↓↓↓

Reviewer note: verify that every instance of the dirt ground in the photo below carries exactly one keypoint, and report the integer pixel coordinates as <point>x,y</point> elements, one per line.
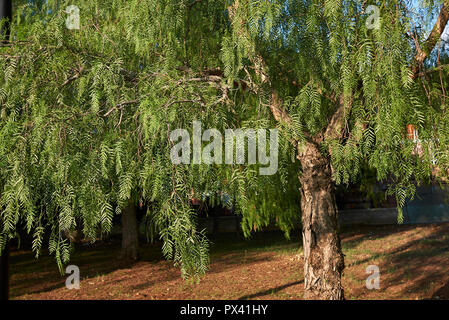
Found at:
<point>413,263</point>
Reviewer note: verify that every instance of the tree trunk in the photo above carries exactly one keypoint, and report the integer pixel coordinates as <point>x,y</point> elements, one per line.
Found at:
<point>4,274</point>
<point>130,235</point>
<point>323,258</point>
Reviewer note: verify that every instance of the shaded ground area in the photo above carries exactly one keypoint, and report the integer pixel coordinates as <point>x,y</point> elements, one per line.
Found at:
<point>412,260</point>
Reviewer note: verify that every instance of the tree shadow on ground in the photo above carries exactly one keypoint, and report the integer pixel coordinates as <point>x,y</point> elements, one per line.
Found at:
<point>270,291</point>
<point>228,251</point>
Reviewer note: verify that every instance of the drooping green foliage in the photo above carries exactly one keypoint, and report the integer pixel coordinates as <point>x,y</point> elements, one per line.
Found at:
<point>86,114</point>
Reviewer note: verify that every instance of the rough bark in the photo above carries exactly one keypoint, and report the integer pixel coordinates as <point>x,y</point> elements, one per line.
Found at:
<point>130,236</point>
<point>323,258</point>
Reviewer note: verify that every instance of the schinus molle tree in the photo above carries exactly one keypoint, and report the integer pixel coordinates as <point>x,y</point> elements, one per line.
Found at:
<point>345,92</point>
<point>86,115</point>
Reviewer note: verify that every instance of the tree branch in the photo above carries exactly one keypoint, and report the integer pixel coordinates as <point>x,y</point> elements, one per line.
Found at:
<point>426,48</point>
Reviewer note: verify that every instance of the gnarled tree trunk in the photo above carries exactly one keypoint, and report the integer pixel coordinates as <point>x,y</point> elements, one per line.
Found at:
<point>323,258</point>
<point>130,235</point>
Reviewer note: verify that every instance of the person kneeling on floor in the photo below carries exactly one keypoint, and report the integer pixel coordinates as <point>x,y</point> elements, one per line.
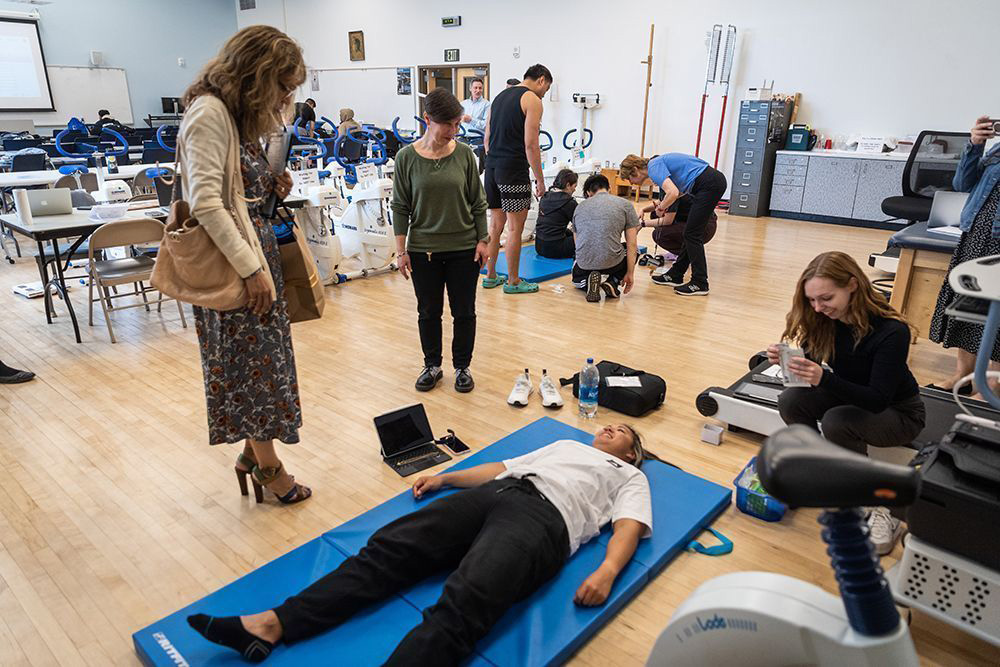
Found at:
<point>510,531</point>
<point>598,224</point>
<point>553,237</point>
<point>868,396</point>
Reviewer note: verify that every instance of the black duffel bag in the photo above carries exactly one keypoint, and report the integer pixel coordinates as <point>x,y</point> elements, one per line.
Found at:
<point>632,401</point>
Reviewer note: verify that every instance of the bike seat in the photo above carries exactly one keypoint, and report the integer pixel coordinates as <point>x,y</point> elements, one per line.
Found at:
<point>802,469</point>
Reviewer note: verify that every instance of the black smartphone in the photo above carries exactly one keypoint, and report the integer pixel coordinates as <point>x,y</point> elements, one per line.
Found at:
<point>454,444</point>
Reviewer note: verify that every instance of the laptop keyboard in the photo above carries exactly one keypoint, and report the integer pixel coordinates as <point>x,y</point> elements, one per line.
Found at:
<point>417,454</point>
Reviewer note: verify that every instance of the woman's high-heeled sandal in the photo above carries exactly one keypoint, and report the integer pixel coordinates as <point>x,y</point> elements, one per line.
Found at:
<point>280,483</point>
<point>245,463</point>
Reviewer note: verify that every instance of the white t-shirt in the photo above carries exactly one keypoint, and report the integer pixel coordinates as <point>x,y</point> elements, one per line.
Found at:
<point>588,487</point>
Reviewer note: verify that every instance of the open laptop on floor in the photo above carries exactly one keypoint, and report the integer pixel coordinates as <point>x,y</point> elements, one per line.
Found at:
<point>406,440</point>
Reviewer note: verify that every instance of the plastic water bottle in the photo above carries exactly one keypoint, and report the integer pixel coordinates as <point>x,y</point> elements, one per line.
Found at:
<point>590,381</point>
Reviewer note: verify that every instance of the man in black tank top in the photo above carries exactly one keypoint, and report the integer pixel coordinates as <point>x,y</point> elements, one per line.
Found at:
<point>511,142</point>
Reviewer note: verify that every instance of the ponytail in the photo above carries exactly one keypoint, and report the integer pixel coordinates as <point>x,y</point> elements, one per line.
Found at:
<point>564,179</point>
<point>631,165</point>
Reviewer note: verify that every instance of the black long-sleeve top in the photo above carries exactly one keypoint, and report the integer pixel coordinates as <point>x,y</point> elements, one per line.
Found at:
<point>872,375</point>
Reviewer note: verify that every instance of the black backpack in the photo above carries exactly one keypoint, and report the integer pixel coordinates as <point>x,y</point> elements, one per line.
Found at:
<point>632,401</point>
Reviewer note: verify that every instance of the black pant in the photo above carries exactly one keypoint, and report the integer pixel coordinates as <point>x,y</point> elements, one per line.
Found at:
<point>705,195</point>
<point>564,248</point>
<point>433,273</point>
<point>617,272</point>
<point>850,426</point>
<point>503,537</point>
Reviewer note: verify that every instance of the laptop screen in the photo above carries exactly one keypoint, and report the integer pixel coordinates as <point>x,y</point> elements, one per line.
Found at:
<point>946,209</point>
<point>165,191</point>
<point>402,430</point>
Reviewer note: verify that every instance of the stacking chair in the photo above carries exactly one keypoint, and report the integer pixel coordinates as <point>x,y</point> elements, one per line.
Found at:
<point>108,273</point>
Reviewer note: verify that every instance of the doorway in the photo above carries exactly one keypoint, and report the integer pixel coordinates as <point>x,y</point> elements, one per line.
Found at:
<point>456,79</point>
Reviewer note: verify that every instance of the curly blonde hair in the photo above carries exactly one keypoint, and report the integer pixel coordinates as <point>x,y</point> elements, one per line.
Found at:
<point>631,165</point>
<point>816,332</point>
<point>252,74</point>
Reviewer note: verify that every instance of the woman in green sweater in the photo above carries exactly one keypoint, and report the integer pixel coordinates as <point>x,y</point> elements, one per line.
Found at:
<point>439,218</point>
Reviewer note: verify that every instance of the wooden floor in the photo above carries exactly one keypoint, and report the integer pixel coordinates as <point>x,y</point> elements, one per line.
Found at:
<point>115,512</point>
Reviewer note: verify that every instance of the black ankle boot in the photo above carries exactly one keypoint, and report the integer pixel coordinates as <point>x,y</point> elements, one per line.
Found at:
<point>429,377</point>
<point>463,381</point>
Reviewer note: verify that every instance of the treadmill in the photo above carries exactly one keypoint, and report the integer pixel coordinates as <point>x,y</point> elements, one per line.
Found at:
<point>748,405</point>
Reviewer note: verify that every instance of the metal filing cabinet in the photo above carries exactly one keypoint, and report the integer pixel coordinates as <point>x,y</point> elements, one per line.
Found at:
<point>761,132</point>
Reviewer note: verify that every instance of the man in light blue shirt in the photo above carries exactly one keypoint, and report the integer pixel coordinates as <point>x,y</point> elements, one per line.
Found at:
<point>476,108</point>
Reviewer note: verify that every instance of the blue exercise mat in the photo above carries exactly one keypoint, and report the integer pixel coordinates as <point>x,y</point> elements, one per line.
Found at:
<point>547,628</point>
<point>537,269</point>
<point>367,639</point>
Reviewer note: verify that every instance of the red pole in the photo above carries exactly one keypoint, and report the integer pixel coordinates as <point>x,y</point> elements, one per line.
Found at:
<point>701,119</point>
<point>722,124</point>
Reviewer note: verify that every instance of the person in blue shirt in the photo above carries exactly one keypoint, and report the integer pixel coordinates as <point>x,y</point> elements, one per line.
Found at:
<point>679,174</point>
<point>978,173</point>
<point>475,108</point>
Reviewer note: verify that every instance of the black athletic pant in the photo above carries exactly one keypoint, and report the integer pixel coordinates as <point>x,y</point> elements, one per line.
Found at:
<point>503,537</point>
<point>618,271</point>
<point>435,273</point>
<point>850,426</point>
<point>705,195</point>
<point>564,248</point>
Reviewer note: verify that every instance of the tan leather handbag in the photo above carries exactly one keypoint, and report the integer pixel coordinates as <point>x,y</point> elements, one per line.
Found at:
<point>189,266</point>
<point>303,289</point>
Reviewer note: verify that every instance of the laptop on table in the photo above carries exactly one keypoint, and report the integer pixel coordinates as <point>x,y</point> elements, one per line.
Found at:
<point>407,442</point>
<point>50,201</point>
<point>946,213</point>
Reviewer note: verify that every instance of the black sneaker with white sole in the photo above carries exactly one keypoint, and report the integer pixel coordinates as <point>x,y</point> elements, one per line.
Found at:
<point>690,289</point>
<point>610,287</point>
<point>594,287</point>
<point>667,279</point>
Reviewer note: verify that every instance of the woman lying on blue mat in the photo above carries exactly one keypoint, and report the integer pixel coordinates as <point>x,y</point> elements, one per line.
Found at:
<point>510,531</point>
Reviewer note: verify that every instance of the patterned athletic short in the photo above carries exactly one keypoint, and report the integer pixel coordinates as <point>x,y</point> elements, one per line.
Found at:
<point>508,189</point>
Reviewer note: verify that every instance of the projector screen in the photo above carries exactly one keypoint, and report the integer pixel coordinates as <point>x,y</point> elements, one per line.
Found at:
<point>24,81</point>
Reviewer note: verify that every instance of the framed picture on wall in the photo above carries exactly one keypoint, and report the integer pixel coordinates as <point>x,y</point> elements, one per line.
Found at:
<point>356,42</point>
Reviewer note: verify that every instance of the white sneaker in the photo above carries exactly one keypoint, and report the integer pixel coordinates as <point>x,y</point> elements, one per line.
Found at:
<point>884,530</point>
<point>550,391</point>
<point>521,391</point>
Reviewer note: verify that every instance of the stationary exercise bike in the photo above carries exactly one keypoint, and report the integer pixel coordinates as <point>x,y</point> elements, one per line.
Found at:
<point>760,618</point>
<point>107,191</point>
<point>365,227</point>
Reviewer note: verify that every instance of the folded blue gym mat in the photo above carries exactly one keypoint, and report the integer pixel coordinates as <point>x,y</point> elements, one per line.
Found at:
<point>537,269</point>
<point>544,629</point>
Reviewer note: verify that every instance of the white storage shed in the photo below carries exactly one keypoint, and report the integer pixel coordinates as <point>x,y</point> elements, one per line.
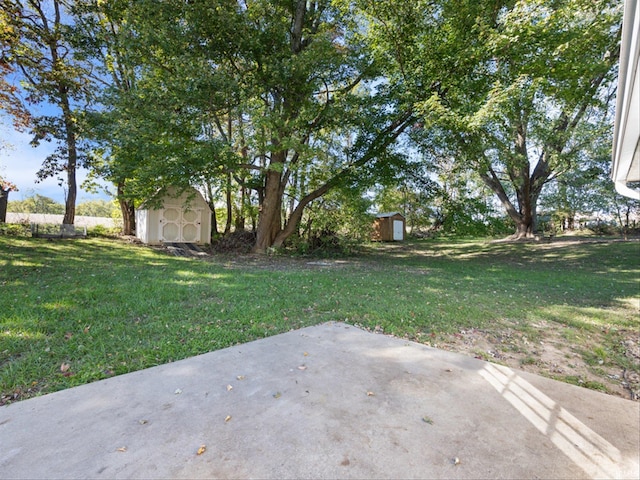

↑↑↑

## TASK OBJECTIVE:
Rewrite the lines from the line with "Reviewer note: verify that every instance of the black sneaker" up to and including the line with "<point>365,227</point>", changing "sneaker" to "shoe" and keeping everything else the same. Give only those lines.

## OUTPUT OF THE TASK:
Reviewer note: verify that every instance of the black shoe with white sole in the photo above carries exactly one keypoint, and report the integer pixel coordinates as <point>x,y</point> elements, one per line.
Found at:
<point>690,289</point>
<point>610,287</point>
<point>594,287</point>
<point>667,279</point>
Reviewer note: verify that every instance of the woman lying on blue mat in the photo above carries exactly one keypoint, and report the integer pixel coordinates as <point>x,y</point> elements, one per line.
Found at:
<point>510,531</point>
Reviewer note: verify that every instance of the patterned athletic short in the photo above carries exactly one keypoint, and report the integer pixel coordinates as <point>x,y</point> elements, one per line.
Found at:
<point>508,189</point>
Reviewer note: verify that every instance of the projector screen in the photo above carries exactly one keypoint, and report the integer pixel coordinates as <point>x,y</point> elements, one per line.
Found at:
<point>24,81</point>
Reviewer note: verify that every instance of the framed picture on wall in the photo above carries exactly one keypoint, and report the integer pixel coordinates as <point>x,y</point> elements, one per line.
Found at:
<point>356,42</point>
Reviewer note: verify that every instance of the white shoe in the photo above carries exactly one keypoint, and report the integer pixel coordinates as <point>x,y</point> elements, one per line.
Found at:
<point>884,530</point>
<point>550,391</point>
<point>521,391</point>
Reviewer note: verify that every instance of the stationary exercise bike in the photo above carries exactly one keypoint, and report the integer pixel coordinates as <point>x,y</point> elements, one per line.
Found at:
<point>760,618</point>
<point>107,191</point>
<point>365,227</point>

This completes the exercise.